Quote every one of the items below word for word, with no changes of any kind.

Labeled-object pointing items:
[start]

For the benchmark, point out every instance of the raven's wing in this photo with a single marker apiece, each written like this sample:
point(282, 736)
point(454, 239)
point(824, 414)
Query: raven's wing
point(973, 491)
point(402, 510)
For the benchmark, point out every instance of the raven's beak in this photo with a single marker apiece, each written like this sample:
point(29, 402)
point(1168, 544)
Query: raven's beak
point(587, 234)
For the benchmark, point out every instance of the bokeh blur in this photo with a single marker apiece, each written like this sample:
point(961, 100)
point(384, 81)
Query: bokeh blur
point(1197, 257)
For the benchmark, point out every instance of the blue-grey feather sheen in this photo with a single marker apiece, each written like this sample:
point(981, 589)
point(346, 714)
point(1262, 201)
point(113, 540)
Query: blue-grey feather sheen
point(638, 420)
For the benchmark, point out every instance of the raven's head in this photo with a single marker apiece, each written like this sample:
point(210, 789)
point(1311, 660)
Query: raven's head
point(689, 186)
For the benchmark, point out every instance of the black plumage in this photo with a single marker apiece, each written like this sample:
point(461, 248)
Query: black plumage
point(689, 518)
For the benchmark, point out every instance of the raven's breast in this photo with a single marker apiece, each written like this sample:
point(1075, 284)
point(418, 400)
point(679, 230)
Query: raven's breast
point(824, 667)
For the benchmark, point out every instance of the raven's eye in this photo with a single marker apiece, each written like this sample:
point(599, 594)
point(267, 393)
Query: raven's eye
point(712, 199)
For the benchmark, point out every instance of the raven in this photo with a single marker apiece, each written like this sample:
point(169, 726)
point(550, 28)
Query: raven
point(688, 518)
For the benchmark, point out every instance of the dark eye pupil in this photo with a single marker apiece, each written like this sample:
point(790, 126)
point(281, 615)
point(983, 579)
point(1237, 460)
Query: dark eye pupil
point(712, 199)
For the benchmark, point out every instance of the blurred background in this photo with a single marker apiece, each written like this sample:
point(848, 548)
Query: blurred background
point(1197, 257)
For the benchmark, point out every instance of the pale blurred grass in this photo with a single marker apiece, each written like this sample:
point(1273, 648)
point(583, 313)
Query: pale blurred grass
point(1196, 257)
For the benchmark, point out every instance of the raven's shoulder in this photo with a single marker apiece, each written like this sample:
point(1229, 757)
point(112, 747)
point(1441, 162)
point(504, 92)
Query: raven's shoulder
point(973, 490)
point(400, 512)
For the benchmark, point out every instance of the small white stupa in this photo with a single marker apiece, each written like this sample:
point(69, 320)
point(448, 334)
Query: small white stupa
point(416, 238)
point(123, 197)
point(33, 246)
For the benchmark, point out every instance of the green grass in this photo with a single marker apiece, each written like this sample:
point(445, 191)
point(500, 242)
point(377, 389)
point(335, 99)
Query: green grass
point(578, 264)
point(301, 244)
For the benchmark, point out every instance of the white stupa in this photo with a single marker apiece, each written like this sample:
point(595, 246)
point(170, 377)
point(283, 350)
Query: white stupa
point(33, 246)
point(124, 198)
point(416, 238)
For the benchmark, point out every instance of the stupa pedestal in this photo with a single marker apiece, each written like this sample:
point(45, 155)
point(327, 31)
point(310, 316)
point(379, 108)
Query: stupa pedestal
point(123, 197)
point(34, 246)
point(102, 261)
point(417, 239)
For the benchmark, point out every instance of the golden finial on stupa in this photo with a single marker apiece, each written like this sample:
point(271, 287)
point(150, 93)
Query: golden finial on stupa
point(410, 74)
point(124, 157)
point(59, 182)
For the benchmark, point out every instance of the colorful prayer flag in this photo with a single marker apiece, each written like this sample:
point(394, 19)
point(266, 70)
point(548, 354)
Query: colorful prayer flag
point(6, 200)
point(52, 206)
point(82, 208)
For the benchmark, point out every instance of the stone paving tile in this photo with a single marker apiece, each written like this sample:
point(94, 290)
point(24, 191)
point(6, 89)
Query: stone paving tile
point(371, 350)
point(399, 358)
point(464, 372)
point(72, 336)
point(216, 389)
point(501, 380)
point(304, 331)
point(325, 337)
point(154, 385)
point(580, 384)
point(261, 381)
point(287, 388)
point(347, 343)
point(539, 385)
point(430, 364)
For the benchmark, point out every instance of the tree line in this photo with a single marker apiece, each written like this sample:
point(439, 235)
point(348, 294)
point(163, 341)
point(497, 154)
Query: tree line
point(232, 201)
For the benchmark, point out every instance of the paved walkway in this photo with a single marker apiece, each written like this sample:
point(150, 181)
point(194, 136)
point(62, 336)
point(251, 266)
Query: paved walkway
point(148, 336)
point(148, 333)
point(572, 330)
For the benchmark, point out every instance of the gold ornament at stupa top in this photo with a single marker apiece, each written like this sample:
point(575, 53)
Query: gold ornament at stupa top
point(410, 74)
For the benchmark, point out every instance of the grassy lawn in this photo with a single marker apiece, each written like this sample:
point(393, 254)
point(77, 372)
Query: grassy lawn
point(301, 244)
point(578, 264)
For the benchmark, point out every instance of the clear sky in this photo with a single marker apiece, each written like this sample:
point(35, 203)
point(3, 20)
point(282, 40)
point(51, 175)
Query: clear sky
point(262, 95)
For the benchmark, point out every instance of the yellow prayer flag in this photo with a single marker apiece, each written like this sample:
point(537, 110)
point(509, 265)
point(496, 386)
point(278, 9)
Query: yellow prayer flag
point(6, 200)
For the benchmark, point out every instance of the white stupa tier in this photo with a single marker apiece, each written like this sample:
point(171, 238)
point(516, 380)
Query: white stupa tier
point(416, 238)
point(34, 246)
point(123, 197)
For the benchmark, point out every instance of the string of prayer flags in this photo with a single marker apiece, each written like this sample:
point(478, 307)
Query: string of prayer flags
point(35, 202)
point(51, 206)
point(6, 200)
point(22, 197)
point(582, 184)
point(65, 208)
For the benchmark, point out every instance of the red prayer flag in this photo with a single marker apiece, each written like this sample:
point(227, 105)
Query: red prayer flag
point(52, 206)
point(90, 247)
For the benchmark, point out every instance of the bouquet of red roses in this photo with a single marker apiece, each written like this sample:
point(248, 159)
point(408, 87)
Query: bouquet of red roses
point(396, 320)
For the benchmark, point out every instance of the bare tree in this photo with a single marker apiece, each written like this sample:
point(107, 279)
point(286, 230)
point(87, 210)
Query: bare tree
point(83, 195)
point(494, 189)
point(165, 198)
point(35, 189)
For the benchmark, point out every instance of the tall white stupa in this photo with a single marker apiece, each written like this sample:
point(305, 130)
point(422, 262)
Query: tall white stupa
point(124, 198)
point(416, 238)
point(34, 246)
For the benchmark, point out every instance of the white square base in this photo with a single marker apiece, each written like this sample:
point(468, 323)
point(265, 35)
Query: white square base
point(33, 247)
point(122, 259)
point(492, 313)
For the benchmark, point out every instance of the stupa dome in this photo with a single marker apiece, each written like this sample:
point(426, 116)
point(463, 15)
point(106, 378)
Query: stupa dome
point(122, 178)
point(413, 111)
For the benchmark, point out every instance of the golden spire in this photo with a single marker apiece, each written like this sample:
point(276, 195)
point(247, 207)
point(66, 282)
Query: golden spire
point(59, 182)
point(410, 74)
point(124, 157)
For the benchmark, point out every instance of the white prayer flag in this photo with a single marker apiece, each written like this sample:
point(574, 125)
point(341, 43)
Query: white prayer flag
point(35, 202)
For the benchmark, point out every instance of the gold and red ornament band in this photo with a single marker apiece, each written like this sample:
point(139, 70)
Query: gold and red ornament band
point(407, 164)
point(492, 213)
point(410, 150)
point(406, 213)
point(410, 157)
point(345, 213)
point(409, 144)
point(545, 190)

[end]

• Answer below:
For the benchmark, point out every instance of the raven's wing in this photo with a single marker apiece, each written like this sample:
point(282, 736)
point(454, 239)
point(824, 414)
Query: raven's wing
point(973, 491)
point(402, 510)
For the benchmark, point out every instance of the raven's beak in this photo with a single marker apiece, each written like this sample:
point(29, 402)
point(1168, 544)
Query: raven's beak
point(587, 234)
For the benchmark, point out every instance of the bokeh blur in this photo with a single marker apiece, each written like this sample:
point(961, 100)
point(384, 81)
Query: bokeh blur
point(1197, 257)
For the benchmark, point out every instance of the blue-grey feather sheen in this photo with a single marker apiece, each written like this sample:
point(981, 589)
point(346, 714)
point(1262, 201)
point(113, 540)
Query: blue-grey feather sheen
point(638, 420)
For the benchmark, point out every instance of the raven's head in this photo with a single marker apiece, each written like this sample:
point(210, 789)
point(1311, 660)
Query: raven's head
point(689, 186)
For the benchmark, point out every instance of the black plumage in this photo with a single marker apiece, each written like this sample:
point(461, 248)
Query: black plumage
point(689, 518)
For the benchmark, point out every instance of the raven's breast in this photo with a single marker apiece, each written like this sample:
point(1075, 284)
point(418, 400)
point(679, 230)
Query: raven's breast
point(824, 667)
For the benchmark, point out every instance of the raven's eye in this photo with a single marker apiece, each written like this sample:
point(599, 594)
point(267, 393)
Query: raven's eye
point(712, 199)
For the benchmark, point out every instance of the raven in this photo with a single marker apiece, each written like this sample:
point(169, 726)
point(550, 28)
Query: raven
point(688, 518)
For the benchmark, point out every instance of the dark eye pupil in this photo with a single marker apiece, each written like this sample:
point(790, 126)
point(281, 615)
point(983, 579)
point(1237, 460)
Query: dark eye pupil
point(712, 199)
For the benchmark, point out every instance of the blurred background in this photo with a single marker apiece, each written like this sample:
point(848, 548)
Query: blurred background
point(1197, 257)
For the benchmark, point out every instance of the pale blurred grass in this photo with a single marker apiece, each written like this sample:
point(1273, 648)
point(583, 313)
Query: pale blurred grass
point(1196, 257)
For the benchmark, point out every instance of the raven's shoulder in this photo with a single marker apiece, each written like this sample:
point(1229, 757)
point(112, 747)
point(1441, 162)
point(504, 92)
Query: raven's shoulder
point(973, 490)
point(400, 512)
For the benchmark, point out every instance of the small white stupa in this photo with a single marker apiece, each written like this sample:
point(69, 320)
point(448, 334)
Query: small white stupa
point(416, 238)
point(123, 197)
point(33, 246)
For the benchmark, point out every instance of the green grass in this photo with a single marker apiece, each written like this sample:
point(445, 191)
point(500, 242)
point(377, 389)
point(335, 99)
Query: green grass
point(578, 264)
point(301, 244)
For the benchmark, point out every instance of the white stupa in this photo with a single marker apiece, each written like this sample:
point(595, 246)
point(170, 377)
point(283, 350)
Query: white stupa
point(33, 246)
point(124, 198)
point(416, 238)
For the benchmark, point out every instance of the stupa pedestal in this photo with a single marker apiece, each written like this sample:
point(45, 155)
point(327, 31)
point(310, 316)
point(379, 108)
Query: stupa pedestal
point(123, 197)
point(34, 246)
point(102, 261)
point(417, 239)
For the benchmark, point out every instance of the golden finial on stupa in this photo with a single marker apiece, each written like this sample:
point(271, 287)
point(150, 93)
Query: golden finial on stupa
point(410, 74)
point(124, 157)
point(59, 182)
For the benchmark, point out every instance of the colorful prayer flag in this photo with a single marker apiece, each written like this sample:
point(394, 19)
point(266, 70)
point(548, 354)
Query: colorful prayer flag
point(6, 200)
point(52, 206)
point(82, 208)
For the benchmark, point out every instance of the stone paving tile in this photo with a single marker apiece, each written like this sample:
point(94, 290)
point(24, 191)
point(6, 89)
Query: stone paving tile
point(371, 350)
point(399, 358)
point(464, 372)
point(72, 336)
point(216, 389)
point(501, 380)
point(304, 331)
point(325, 337)
point(154, 385)
point(580, 384)
point(261, 381)
point(287, 388)
point(347, 343)
point(539, 385)
point(430, 364)
For the benchmark, point out every instance of the tree line in this photo with a single marker apiece, each written like this sample:
point(439, 235)
point(348, 294)
point(163, 341)
point(497, 154)
Query: tree line
point(232, 201)
For the benchmark, point out every instance of the paved walkway in this photo with a single marker apiece, each written like this sample:
point(150, 181)
point(194, 136)
point(62, 336)
point(251, 266)
Query: paved walkway
point(148, 336)
point(148, 333)
point(572, 330)
For the benchmark, point out every instance of the gold ornament at stupa top in this photo with a single marker apiece, each written like this sample:
point(575, 53)
Query: gold ornament at stupa top
point(410, 74)
For the benchmark, point out every instance of the grassy lawn in this photo with a single marker apiece, each written like this sample:
point(393, 254)
point(77, 372)
Query: grassy lawn
point(301, 244)
point(578, 264)
For the benchmark, point out every instance of the clear sky in this photo with a single marker apiece, each written like this sample:
point(35, 203)
point(3, 20)
point(282, 40)
point(51, 175)
Query: clear sky
point(262, 95)
For the benchmark, point out every instance of the yellow prayer flag in this photo with a single marker apiece, each written like this sample:
point(537, 110)
point(509, 265)
point(496, 386)
point(278, 9)
Query: yellow prayer flag
point(6, 200)
For the benchmark, point out every instance of the white stupa tier in this photo with a single marker apiece, each written like this sample:
point(171, 238)
point(516, 380)
Query: white stupa tier
point(416, 238)
point(34, 246)
point(123, 197)
For the benchmark, point out every instance of the string of prayer flags in this photo with a single marker apiece, each written like this sample:
point(478, 307)
Query: string of prayer flags
point(35, 202)
point(51, 206)
point(6, 200)
point(22, 197)
point(582, 184)
point(65, 208)
For the benchmark, point out every instance of the red prayer flag in this photo with a single marker apiece, each written like this sample:
point(227, 105)
Query: red prayer flag
point(52, 206)
point(90, 247)
For the benchmark, point out every instance of the bouquet of red roses in this photo with a single marker apiece, each written like this sample:
point(248, 159)
point(408, 87)
Query: bouquet of red roses
point(396, 320)
For the benchmark, point out every instance of the bare tree in this photo with a single marker apiece, each written like this sample:
point(107, 279)
point(286, 230)
point(87, 210)
Query: bare tree
point(83, 195)
point(494, 189)
point(165, 198)
point(35, 189)
For the benchmark, point out every instance of the tall white stupa in this photo with a single marker apiece, each written like this sample:
point(305, 130)
point(422, 262)
Query: tall white stupa
point(124, 198)
point(416, 238)
point(34, 246)
For the benchmark, point out every instance of the white square base in this photo with a single marker apiece, each written like this sample:
point(468, 323)
point(265, 35)
Query: white square base
point(33, 247)
point(122, 259)
point(492, 313)
For the benchmark, point out every instance of the stupa dome in this photo with a single marker apiece, each written like this sample:
point(426, 116)
point(463, 15)
point(106, 378)
Query: stupa dome
point(122, 178)
point(413, 111)
For the benchmark, point out every instance of the golden spire in this photo with a single marker apiece, each written like this sample:
point(276, 195)
point(247, 207)
point(66, 282)
Query: golden spire
point(59, 182)
point(410, 74)
point(124, 157)
For the benchmark, point out every instance of the white prayer flag in this photo with a single marker apiece, each written like this sample:
point(574, 125)
point(341, 43)
Query: white prayer flag
point(35, 202)
For the benchmark, point out every instance of the gold and red ornament band in this photo with a single marker apiece, each written like this sample:
point(139, 70)
Query: gold and red ornament band
point(407, 164)
point(492, 213)
point(410, 150)
point(406, 213)
point(410, 157)
point(345, 213)
point(409, 144)
point(545, 190)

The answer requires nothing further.